(AIM OF THE TASK): Write the next part of the passage about Bali's colonial-era visitors, starting right after its last sentence.

(EXCERPTED PASSAGE):
☆ ☆ ☆ ☆ ☆ ☆ ☆

As with many colonies, the Dutch East Indies (as Indonesia then was) drew the attention of all kinds of travelling explorer-scholars in the grand nineteenth-century tradition. Despite the many evils of colonialism, I have always had a soft spot for these figures and Bali's examples are no exception. From the pioneering philologist Herman Neubronner van der Tuuk, who grew up in Surabaya and wandered around Bali wearing pyjamas and carrying a gigantic cudgel, to the archaeologist Pieter van Stein Callenfels, who went everywhere with a skull called Ahmad, the island had an extensive roster of eccentric orientalists.

One of the most interesting, and influential, was a medical doctor called Julius Jacobs, whom Vickers refers to as ‘the man who discovered the Balinese female breast’. Jacobs wrote detailed, prurient and scholarly examinations of Balinese sexual culture, painting the island as a place of erotic license, and lacing his papers with Latin, French and German terms for a veneer of respectability. His description of what he called Lesbische liefde, for instance, included a helpful account of Balinese scissoring, or ‘(metjèngtjèng djoeoek), literally “to hit cymbals against each other without making a sound”.’ Also, with a wink: ‘Yams and bananas are much used by the Balinese girls as delicacies, but not only for eating.’

This image was to have lasting endurance, and KLM marketed Bali explicitly as ‘the island of bare breasts’, with postcards and posters to match (a more decorous version of which is used on the book's cover). This iconography in turn would be picked up by the artists who gathered in Bali, especially after the 1930s set that coalesced around the German painter Walter Spies. (Though ironically, Spies and his friends were more interested in Balinese boys than girls, and most of them, Spies included, ended up in jail following a crackdown from Dutch Calvinists.)

☆ ☆ ☆ ☆ ☆ ☆ ☆

Source records
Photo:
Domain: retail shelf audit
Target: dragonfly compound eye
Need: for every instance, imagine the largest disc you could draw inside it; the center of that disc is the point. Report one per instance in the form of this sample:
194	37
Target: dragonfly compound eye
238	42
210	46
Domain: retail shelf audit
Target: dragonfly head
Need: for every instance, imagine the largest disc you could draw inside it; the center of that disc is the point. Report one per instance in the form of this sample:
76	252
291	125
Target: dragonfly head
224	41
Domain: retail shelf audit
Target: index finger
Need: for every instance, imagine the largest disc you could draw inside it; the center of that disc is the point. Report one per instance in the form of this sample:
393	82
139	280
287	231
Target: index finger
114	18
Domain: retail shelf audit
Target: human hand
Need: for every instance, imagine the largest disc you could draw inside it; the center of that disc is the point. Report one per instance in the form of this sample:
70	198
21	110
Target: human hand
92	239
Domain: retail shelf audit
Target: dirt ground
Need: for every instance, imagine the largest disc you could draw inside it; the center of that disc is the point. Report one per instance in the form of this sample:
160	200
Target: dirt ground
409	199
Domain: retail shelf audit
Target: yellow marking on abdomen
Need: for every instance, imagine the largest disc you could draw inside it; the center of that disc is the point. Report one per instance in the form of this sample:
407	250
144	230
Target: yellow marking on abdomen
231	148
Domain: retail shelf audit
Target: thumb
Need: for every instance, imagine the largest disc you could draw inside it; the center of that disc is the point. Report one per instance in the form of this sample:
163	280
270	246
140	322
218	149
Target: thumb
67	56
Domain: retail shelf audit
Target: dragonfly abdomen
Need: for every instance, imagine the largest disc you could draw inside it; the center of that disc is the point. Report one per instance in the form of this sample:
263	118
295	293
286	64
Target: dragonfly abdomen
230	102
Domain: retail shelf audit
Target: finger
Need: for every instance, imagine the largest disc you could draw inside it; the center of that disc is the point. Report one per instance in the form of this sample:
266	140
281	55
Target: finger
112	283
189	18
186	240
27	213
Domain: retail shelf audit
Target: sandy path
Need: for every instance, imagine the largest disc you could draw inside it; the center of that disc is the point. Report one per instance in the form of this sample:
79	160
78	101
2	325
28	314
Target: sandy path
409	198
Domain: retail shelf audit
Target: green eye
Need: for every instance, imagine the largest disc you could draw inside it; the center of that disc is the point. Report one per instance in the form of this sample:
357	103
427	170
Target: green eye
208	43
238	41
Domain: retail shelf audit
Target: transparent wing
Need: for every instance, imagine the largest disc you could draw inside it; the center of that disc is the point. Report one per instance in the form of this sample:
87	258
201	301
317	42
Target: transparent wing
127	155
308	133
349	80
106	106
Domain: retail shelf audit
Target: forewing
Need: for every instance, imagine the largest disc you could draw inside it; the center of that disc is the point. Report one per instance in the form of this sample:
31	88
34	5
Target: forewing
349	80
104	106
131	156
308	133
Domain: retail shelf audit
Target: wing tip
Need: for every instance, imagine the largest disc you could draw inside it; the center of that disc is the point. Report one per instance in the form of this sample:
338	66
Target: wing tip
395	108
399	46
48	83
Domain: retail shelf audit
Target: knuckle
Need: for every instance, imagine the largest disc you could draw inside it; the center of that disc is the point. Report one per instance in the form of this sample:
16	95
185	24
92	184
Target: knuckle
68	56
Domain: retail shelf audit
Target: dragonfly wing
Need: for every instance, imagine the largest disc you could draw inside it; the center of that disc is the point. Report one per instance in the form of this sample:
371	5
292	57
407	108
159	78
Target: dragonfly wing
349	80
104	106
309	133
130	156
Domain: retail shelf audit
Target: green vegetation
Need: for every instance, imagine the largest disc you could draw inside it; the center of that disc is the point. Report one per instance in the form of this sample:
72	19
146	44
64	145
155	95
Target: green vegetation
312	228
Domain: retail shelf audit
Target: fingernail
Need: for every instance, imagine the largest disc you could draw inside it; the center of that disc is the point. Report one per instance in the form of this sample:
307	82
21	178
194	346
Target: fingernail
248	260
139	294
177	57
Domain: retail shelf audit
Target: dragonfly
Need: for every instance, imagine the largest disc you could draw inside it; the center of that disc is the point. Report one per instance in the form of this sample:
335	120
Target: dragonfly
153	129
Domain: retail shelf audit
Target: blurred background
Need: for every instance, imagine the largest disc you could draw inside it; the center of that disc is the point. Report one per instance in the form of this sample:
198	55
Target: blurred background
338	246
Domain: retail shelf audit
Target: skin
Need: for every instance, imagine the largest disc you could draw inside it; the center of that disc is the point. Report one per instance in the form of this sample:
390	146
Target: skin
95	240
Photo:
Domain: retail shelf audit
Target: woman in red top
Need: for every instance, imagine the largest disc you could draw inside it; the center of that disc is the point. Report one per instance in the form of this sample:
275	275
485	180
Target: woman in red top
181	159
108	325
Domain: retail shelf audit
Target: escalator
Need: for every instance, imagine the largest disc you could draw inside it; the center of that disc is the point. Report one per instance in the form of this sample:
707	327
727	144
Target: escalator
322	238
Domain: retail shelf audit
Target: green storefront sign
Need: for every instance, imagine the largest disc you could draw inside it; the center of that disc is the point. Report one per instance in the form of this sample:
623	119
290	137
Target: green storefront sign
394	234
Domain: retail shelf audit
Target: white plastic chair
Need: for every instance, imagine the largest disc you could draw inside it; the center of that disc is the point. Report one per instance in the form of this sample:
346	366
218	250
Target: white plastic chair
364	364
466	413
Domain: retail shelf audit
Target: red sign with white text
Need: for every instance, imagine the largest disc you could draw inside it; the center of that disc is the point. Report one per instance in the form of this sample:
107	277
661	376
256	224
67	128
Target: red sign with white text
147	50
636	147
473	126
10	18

☆ ☆ ☆ ☆ ☆ ☆ ☆

(EXPECTED ANSWER):
Towards the end of the twentieth century, Bali went, as Vickers puts it, ‘from being one of the most densely populated islands on earth to one of the most densely toured islands’. First the hippies, then the surfers, and now the package tourists have changed the island quite dramatically. The original tourist plan drawn up by Bali's governors in the early 70s was quite sensible – forbidding any hotel from being higher than two-thirds the height of a palm tree, or within a hundred meters of a beach – but most of these restrictions were ignored or overturned during the 1990s, when the Suharto regime had a lot of financial stakes in Balinese developments.

In the original 1989 version of this book, Vickers is quite sanguine about the effect of tourism on Bali, making the obvious point that ‘Balinese culture is strong because of tourism, not despite it’. The 2012 edition, though, following the escalation of package tours as well as the Bali bombings of 2002 and 2005, takes a more cynical tone.

For tourists coming to Bali the impressions of Balinese culture became quite limited, and the emphasis shifted to staying in self-contained accommodation. The old problems of tourism in a poor country have remained: when tourists step outside their hotel areas they are assailed by heavy traffic and harassed by touts: “You want massage, you want special young girl massage, you want boy massage, just looking my shop, come just look, transport” etc. This kind of harassment has made resorts a welcome refuge from the street life of the island. When tourists are taken to see Balinese “art” it is the low grade products of the artshops, and their guides are only interested in taking them to places where major commissions are on offer. If tourists see beautiful landscapes the experience only comes after sitting through traffic jams, and if they see Balinese performances it is usually the tired old lègong and “welcome dance” of hotels and restaurants. There is little of the direct experience had by the hippies and surfies of an earlier era.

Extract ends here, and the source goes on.